Throughout Black History Month, schools and community centers around the country will be screening the documentary film, Brother Outsider. The film chronicles the life of Bayard Rustin, an openly gay African American man who worked for more than 50 years as an advocate and strategist for various human rights initiatives. He most famously advised Dr. Martin Luther King, Jr., and was the chief organizer of the 1963 March on Washington for Jobs and Freedom where King made his infamous “I Have a Dream” speech. Yet, because he was gay, Rustin’s work and accomplishments were often carried out behind the scenes, and his legacy remains less well known than that of many of his contemporaries. Today, on the GLAAD blog, we are taking the time to highlight the life of Bayard Rustin, as well as the lives of other ‘brother outsiders’ from our history, who dealt with both racism and homophobia as they paved the way for others.
Bayard Rustin was born in 1912 and grew up in West Chester, Pennsylvania. He became involved with activist work after moving to New York in his early twenties. Rustin joined countless organizations, both domestic and international, throughout his life, and was committed to the pacifist teachings of his Quaker upbringing. He was arrested and incarcerated many times in his life for protesting war, racism in the South, and colonial rule in Africa, among other reasons. While in India, Rustin embraced Gandhi’s policy of non-violence, a practice he persuaded Dr. Martin Luther King, Jr., and participants in the Montgomery Bus Boycott to adopt.
Billy Strayhorn was a contemporary of Bayard Rustin. He was also an openly gay jazz musician and composer. Though known more for his extraordinary musical career working mostly with Duke Ellington, Strayhorn was also a committed advocate of civil rights and a friend to Dr. Martin Luther King, Jr. Born in 1915 in Dayton, Ohio, Strayhorn developed his passion for music early on at his grandmother’s piano. At age 23, Strayhorn met Ellington during an impromptu audition and shortly after began composing songs for the Ellington Orchestra. He collaborated with Ellington on a number of famous works, including the pioneering musical, Jump for Joy, which featured an all-African American cast and dealt with issues of racism. In 1963, Strayhorn arranged and conducted the Ellington Orchestra’s performance of “King Fought the Battle of 'Bam’,” which honored Dr. Martin Luther King, Jr., as part of the revue, My People. The documentary film, Billy Strayhorn: Lush Life, provides further information about this incredibly talented, yet relatively unknown outside jazz circles, musical impresario.

◆ **Data excerpts**:

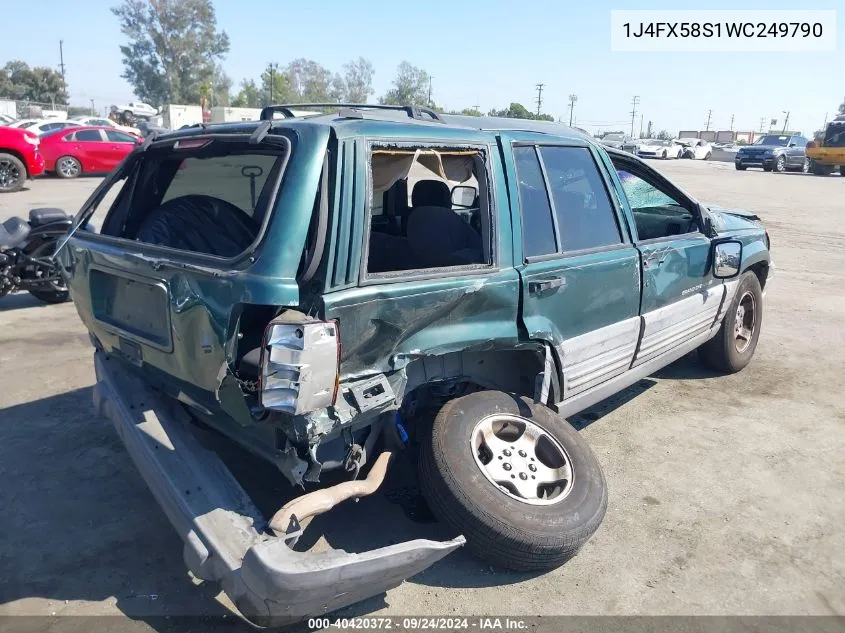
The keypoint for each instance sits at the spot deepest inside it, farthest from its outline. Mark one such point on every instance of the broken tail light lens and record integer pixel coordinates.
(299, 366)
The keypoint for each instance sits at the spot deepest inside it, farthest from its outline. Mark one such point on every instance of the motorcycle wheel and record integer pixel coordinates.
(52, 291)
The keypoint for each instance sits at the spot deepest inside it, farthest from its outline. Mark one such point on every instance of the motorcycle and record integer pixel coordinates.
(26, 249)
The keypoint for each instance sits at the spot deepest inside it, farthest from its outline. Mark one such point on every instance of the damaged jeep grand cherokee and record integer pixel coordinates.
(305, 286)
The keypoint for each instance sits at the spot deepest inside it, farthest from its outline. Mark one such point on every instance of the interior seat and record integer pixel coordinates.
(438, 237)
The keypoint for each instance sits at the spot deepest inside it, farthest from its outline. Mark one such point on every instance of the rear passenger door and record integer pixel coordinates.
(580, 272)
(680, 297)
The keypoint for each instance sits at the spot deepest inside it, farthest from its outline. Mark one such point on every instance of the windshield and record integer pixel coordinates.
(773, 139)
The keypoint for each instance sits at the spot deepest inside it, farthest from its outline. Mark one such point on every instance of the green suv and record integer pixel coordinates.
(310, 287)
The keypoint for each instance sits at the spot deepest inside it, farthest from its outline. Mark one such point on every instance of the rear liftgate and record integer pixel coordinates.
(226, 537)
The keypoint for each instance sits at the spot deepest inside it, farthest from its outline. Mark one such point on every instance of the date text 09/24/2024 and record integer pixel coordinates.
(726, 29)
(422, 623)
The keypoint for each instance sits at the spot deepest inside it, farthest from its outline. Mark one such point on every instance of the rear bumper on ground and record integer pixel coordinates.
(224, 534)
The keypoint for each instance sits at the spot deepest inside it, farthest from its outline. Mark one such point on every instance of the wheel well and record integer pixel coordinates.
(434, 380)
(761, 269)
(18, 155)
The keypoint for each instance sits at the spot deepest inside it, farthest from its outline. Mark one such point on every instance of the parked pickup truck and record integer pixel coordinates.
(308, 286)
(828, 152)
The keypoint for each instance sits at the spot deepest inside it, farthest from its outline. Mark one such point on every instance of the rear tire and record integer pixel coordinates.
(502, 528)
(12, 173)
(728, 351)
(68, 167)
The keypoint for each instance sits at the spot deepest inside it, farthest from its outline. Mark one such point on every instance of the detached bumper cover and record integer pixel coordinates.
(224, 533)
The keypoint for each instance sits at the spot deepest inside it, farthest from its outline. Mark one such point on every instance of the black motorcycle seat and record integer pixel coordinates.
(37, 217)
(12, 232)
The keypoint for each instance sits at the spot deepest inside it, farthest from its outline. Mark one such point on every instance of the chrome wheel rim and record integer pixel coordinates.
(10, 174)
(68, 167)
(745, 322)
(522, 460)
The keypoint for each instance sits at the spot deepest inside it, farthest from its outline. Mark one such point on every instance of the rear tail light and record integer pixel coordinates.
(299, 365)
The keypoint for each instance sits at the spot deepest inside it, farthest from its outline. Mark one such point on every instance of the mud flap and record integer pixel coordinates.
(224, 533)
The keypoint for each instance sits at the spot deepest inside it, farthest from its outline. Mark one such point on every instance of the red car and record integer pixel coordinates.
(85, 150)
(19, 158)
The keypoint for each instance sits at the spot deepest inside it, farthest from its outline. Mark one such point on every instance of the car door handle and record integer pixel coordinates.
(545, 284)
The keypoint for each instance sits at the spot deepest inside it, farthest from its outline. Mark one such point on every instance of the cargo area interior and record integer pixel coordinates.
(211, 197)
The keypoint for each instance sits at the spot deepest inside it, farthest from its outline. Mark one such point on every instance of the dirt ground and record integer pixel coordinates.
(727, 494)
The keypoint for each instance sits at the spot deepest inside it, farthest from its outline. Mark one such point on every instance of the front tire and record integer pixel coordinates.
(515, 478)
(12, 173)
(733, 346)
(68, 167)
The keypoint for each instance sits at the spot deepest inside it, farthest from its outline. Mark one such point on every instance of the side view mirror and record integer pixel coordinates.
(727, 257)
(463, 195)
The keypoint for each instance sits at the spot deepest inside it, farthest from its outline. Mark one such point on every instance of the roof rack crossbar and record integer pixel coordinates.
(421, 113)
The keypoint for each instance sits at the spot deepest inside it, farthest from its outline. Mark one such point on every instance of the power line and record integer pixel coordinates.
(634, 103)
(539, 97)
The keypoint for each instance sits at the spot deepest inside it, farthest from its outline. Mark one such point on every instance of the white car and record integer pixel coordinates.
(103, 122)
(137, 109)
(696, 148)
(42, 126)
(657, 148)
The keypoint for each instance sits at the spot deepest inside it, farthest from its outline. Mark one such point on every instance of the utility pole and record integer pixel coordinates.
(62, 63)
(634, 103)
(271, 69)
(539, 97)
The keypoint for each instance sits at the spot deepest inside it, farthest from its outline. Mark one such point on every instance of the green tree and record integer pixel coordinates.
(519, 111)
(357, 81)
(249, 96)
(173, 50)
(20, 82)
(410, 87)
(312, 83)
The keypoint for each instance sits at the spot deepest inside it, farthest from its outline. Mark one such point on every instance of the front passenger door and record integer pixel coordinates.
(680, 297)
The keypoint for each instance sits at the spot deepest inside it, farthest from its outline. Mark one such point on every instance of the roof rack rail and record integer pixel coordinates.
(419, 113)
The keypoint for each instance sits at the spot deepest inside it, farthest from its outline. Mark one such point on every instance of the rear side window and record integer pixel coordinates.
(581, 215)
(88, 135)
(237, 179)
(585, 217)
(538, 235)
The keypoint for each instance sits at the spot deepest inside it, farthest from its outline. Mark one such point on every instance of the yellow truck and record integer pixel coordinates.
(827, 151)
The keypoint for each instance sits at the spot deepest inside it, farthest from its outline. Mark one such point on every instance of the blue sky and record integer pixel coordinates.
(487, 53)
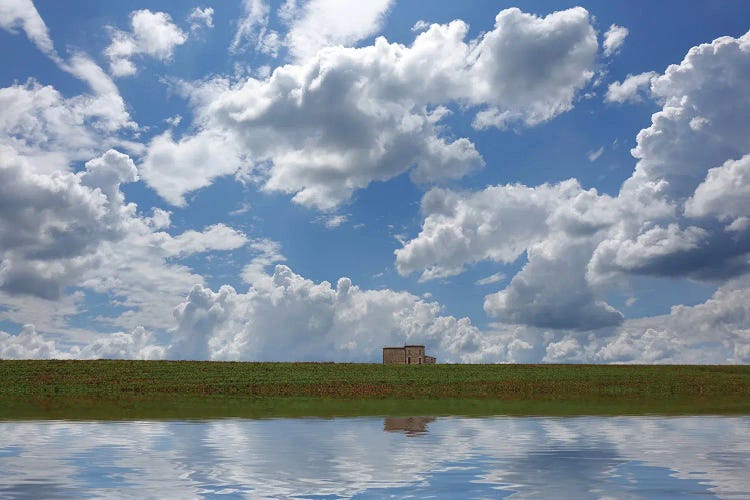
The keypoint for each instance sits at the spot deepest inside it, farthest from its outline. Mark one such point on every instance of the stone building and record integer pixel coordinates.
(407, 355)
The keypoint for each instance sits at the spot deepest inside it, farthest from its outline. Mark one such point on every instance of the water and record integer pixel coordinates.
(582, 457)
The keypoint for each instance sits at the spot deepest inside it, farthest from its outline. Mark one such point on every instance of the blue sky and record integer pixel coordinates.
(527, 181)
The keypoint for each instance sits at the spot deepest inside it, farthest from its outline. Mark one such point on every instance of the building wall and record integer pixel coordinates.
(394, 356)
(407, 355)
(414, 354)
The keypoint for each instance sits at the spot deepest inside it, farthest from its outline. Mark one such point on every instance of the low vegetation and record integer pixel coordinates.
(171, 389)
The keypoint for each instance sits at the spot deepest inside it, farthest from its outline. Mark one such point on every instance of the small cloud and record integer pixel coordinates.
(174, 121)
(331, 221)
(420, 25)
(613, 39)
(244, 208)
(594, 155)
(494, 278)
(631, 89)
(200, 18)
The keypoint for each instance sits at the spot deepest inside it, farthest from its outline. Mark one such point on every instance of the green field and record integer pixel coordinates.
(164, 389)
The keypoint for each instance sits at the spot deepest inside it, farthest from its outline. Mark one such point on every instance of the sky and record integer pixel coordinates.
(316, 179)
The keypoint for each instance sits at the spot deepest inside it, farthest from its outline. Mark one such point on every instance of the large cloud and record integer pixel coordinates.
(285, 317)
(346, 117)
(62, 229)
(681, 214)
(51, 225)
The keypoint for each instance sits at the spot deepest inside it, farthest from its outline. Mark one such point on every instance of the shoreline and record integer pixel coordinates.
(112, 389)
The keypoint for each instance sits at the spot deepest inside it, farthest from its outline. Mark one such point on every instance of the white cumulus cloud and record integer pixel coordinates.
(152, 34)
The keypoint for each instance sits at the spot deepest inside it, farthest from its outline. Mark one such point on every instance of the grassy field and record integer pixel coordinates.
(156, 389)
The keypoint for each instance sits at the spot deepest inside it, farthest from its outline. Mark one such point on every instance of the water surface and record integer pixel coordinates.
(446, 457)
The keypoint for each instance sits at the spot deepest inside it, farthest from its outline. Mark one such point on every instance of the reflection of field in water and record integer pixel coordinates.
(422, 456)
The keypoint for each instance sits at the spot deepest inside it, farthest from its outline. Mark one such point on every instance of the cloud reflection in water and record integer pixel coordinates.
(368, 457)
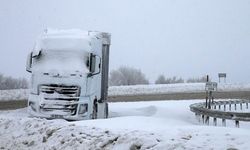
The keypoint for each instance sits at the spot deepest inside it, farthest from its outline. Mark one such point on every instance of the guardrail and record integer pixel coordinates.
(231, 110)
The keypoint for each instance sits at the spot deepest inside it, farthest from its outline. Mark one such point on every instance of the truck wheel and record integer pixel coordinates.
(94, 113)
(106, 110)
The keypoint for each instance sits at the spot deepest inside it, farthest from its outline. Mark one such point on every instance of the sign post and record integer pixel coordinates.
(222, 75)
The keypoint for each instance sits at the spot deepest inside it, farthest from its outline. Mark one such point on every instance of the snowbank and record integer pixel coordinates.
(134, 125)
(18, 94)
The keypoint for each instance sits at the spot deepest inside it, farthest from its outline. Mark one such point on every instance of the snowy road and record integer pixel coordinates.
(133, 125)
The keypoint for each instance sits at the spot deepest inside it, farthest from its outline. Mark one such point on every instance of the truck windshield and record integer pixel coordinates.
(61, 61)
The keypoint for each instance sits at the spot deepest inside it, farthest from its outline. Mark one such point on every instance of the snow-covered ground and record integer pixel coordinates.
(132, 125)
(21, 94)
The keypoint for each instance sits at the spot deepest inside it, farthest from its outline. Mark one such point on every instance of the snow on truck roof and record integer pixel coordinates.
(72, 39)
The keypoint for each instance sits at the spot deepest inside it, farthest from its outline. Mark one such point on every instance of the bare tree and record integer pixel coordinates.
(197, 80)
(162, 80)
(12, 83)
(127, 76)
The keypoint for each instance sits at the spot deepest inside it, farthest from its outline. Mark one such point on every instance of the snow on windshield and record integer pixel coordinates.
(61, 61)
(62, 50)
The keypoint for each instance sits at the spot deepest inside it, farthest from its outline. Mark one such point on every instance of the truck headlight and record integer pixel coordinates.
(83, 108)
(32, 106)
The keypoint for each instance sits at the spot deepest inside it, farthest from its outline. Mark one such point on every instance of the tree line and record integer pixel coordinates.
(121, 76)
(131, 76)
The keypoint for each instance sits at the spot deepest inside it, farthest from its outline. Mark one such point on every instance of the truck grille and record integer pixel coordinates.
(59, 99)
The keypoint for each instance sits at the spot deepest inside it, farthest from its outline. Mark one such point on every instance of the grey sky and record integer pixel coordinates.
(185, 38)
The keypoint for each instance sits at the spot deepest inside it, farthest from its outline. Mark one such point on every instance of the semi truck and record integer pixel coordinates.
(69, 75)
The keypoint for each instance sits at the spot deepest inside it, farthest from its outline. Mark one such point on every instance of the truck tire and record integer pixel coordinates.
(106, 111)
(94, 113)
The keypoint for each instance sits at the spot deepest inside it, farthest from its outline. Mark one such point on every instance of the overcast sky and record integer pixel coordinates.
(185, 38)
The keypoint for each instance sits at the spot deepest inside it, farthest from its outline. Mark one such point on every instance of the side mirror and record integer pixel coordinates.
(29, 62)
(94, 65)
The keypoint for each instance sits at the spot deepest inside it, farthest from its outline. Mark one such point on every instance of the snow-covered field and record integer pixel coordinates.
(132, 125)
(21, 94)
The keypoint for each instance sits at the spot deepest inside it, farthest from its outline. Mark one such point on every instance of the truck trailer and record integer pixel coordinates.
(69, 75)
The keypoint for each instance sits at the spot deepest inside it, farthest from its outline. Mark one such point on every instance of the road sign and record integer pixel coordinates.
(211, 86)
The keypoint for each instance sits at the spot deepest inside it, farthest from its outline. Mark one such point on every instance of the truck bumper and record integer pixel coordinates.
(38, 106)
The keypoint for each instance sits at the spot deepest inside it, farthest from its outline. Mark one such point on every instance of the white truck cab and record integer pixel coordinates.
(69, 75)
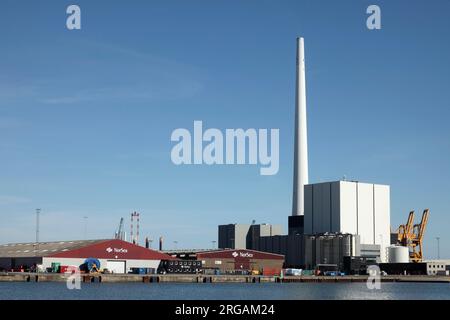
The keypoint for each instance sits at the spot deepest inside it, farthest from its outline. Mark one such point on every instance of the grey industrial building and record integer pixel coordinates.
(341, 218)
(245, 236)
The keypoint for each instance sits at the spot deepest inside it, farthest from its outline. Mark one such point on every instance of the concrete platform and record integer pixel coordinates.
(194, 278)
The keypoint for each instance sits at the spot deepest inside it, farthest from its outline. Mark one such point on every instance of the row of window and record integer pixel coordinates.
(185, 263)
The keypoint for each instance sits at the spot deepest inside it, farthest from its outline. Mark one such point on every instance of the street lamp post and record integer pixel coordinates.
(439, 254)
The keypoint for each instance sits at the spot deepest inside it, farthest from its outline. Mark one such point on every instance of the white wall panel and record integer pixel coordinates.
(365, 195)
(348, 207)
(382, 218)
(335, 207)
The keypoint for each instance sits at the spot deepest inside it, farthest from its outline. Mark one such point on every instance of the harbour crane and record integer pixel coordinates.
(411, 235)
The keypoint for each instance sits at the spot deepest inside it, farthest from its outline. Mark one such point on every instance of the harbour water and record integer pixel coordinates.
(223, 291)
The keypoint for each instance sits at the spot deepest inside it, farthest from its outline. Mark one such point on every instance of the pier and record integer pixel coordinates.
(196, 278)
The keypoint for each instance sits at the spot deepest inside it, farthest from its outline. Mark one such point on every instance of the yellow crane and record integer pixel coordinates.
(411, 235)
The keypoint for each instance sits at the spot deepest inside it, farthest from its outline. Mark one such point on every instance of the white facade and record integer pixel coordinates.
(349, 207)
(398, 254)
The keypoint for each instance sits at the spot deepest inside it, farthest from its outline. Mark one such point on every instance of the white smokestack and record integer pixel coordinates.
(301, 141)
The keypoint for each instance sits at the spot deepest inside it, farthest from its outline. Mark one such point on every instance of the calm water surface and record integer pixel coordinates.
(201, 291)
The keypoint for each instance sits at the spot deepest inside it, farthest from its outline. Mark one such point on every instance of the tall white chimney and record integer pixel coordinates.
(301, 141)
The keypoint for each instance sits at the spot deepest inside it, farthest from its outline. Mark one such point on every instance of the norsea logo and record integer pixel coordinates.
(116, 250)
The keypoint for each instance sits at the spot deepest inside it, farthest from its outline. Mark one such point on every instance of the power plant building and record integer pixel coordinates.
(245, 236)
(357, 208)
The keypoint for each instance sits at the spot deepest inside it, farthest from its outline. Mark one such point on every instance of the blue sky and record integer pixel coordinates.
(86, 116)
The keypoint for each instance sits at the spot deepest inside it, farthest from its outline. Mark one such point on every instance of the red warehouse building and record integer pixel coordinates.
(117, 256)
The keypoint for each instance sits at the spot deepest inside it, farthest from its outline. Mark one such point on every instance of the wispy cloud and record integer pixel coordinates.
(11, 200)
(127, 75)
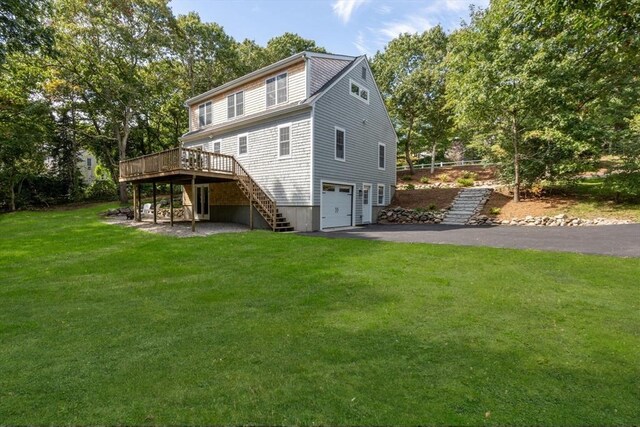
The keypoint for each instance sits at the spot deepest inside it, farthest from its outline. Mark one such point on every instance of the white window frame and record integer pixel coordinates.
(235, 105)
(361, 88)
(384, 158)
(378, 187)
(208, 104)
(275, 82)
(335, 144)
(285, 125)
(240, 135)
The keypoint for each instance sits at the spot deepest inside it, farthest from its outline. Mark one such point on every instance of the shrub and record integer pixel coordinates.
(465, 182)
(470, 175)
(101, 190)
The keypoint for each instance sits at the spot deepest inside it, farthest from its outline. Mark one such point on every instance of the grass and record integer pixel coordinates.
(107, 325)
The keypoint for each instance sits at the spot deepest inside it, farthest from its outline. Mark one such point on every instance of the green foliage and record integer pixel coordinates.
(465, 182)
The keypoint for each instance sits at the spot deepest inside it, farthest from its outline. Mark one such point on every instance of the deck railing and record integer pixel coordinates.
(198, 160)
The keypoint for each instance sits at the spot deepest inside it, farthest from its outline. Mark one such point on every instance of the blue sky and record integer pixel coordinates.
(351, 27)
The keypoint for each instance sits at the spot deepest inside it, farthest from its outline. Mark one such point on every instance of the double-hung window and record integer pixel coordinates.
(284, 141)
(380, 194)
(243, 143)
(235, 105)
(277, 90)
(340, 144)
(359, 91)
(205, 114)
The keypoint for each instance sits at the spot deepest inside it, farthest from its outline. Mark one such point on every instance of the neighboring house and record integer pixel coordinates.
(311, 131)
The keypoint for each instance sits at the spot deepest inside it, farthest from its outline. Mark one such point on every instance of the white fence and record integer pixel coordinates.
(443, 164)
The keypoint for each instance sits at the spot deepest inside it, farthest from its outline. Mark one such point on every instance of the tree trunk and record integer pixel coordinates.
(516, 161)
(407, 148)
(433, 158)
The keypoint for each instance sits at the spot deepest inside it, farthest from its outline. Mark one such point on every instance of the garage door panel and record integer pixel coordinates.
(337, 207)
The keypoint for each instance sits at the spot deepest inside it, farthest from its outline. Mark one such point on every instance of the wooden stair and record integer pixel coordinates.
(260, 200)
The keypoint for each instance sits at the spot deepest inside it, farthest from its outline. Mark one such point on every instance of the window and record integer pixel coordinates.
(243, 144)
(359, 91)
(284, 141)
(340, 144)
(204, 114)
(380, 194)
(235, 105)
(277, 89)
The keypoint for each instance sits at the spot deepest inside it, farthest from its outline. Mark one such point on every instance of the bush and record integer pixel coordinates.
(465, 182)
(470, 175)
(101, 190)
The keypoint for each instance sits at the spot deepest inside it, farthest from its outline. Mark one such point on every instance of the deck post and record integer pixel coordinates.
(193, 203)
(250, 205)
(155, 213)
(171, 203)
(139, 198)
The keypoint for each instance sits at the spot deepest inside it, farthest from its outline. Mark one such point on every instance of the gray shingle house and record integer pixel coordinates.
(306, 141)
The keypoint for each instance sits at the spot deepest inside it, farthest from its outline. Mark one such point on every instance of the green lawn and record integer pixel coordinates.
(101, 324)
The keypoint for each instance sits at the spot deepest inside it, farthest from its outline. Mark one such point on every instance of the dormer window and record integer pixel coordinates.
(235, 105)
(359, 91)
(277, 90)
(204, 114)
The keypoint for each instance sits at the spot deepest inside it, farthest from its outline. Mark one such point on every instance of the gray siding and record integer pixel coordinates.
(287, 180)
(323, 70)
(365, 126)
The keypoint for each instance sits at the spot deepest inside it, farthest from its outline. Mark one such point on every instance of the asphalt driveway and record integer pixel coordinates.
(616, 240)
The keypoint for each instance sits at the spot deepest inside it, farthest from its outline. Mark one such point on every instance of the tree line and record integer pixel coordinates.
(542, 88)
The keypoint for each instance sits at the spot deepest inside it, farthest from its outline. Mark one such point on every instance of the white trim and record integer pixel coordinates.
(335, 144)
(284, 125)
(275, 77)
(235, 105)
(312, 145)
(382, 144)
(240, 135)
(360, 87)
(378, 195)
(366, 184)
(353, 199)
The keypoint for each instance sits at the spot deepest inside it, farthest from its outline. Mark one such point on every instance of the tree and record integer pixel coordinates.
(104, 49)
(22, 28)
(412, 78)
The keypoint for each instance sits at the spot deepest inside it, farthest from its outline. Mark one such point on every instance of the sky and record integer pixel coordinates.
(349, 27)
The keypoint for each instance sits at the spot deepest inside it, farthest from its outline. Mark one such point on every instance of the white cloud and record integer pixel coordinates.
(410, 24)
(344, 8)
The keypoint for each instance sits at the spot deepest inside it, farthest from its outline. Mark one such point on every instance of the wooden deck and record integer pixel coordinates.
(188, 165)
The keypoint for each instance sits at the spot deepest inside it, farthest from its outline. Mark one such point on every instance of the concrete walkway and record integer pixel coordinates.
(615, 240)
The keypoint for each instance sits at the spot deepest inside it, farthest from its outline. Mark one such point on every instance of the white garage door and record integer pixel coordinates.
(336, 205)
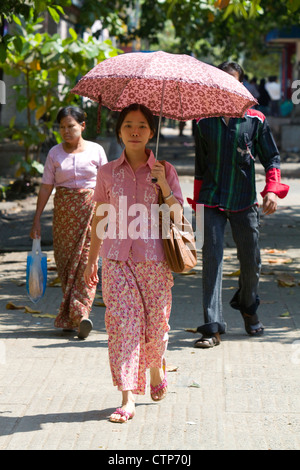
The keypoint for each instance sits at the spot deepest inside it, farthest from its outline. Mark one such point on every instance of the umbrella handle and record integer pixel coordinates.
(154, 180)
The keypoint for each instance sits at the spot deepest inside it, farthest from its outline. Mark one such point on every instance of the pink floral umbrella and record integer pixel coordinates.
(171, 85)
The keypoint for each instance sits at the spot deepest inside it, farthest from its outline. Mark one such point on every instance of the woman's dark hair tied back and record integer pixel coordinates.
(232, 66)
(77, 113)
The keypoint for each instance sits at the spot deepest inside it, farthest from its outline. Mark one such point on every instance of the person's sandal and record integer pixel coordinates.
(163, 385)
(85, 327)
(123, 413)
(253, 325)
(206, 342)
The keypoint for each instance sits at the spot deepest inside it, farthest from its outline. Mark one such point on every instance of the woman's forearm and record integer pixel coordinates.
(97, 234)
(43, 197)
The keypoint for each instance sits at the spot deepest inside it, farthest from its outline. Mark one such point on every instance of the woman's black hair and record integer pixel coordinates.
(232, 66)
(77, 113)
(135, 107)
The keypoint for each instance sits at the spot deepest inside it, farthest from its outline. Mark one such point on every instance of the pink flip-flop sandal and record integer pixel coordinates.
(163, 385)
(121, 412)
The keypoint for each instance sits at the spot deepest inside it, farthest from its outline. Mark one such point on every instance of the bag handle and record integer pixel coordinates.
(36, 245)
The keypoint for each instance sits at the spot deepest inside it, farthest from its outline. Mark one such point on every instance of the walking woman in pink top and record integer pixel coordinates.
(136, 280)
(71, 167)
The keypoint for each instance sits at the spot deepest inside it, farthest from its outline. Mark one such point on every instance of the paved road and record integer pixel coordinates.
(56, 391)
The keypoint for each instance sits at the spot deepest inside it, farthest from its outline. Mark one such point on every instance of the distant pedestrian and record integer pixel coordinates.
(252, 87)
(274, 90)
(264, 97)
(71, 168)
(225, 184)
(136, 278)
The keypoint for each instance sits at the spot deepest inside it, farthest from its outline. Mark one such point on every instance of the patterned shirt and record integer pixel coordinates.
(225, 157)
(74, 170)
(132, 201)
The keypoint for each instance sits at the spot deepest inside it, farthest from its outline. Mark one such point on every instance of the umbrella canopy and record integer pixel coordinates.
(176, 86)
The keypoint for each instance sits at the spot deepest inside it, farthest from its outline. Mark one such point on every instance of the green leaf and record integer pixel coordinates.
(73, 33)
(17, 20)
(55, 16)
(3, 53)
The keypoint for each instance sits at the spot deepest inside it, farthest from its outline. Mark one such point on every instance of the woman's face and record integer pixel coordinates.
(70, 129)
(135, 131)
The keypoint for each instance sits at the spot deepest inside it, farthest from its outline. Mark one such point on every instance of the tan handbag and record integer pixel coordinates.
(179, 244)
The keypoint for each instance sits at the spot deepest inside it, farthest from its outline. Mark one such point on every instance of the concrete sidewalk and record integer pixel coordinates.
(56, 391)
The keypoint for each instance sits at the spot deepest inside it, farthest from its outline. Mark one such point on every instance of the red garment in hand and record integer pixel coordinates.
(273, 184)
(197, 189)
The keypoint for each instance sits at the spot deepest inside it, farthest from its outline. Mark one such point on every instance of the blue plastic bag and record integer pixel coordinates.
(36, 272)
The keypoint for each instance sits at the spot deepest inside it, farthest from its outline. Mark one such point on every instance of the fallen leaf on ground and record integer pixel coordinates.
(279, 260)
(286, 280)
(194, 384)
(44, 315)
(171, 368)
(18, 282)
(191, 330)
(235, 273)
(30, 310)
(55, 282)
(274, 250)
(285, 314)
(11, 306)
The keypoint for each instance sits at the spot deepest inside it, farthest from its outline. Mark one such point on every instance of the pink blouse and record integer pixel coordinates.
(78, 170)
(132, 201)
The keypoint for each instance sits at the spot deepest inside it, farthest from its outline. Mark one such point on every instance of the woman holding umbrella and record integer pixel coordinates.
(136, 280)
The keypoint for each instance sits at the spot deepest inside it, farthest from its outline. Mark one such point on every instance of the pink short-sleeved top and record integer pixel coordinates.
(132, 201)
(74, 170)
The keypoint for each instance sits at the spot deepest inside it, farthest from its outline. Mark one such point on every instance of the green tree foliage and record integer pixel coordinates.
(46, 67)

◆ **Exercise task A**:
Rewrite the blog passage on Bayard Rustin and Billy Strayhorn from "Bayard Rustin was" up to and including "Boycott to adopt.", changing "pacifist" to "nonviolent".
◆ **Exercise task B**:
Carry the blog passage on Bayard Rustin and Billy Strayhorn forward from its final sentence.

◆ **Final answer A**:
Bayard Rustin was born in 1912 and grew up in West Chester, Pennsylvania. He became involved with activist work after moving to New York in his early twenties. Rustin joined countless organizations, both domestic and international, throughout his life, and was committed to the nonviolent teachings of his Quaker upbringing. He was arrested and incarcerated many times in his life for protesting war, racism in the South, and colonial rule in Africa, among other reasons. While in India, Rustin embraced Gandhi’s policy of non-violence, a practice he persuaded Dr. Martin Luther King, Jr., and participants in the Montgomery Bus Boycott to adopt.

◆ **Final answer B**:
Another pioneer is writer and visual artist, Richard Bruce Nugent. Nugent was born in Washington D.C. in 1906, but moved with his mother to New York following the death of his father in 1920. While working at various odd jobs, he cultivated his passion for art and soon declared his intention to focus on art fulltime to his mother, who promptly sent him back to Washington D.C. to live with his grandparents. Through befriending poet Georgia Douglas Johnson, Nugent was introduced to Langston Hughes and Alain Locke, both of whom published Nugent’s work, inducting him into the cannon of the Harlem Renaissance. In 1925, Nugent moved back to New York, where he met other Harlem Renaissance visionaries and contributed to the groundbreaking publication, FIRE!! – the only issue of an African American art magazine that featured a short story by Nugent, which many scholars consider the first literary work with openly gay themes written by an African American. Nugent expanded his repertoire, working on murals, using Japanese dyes, incorporating oils and pastels, and later becoming famous for his erotic art-deco drawings. Throughout his life, even in his marriage, Nugent remained open about his sexual orientation. His life is portrayed in part in the film Brother to Brother.
GLAAD encourages the inclusion of black LGBT people in media coverage of Black History Month. For a list of famous and notable LGBT African American people, visit our Black History Month resource kit. GLAAD will continue to highlight the achievements and viewpoints of the black LGBT community.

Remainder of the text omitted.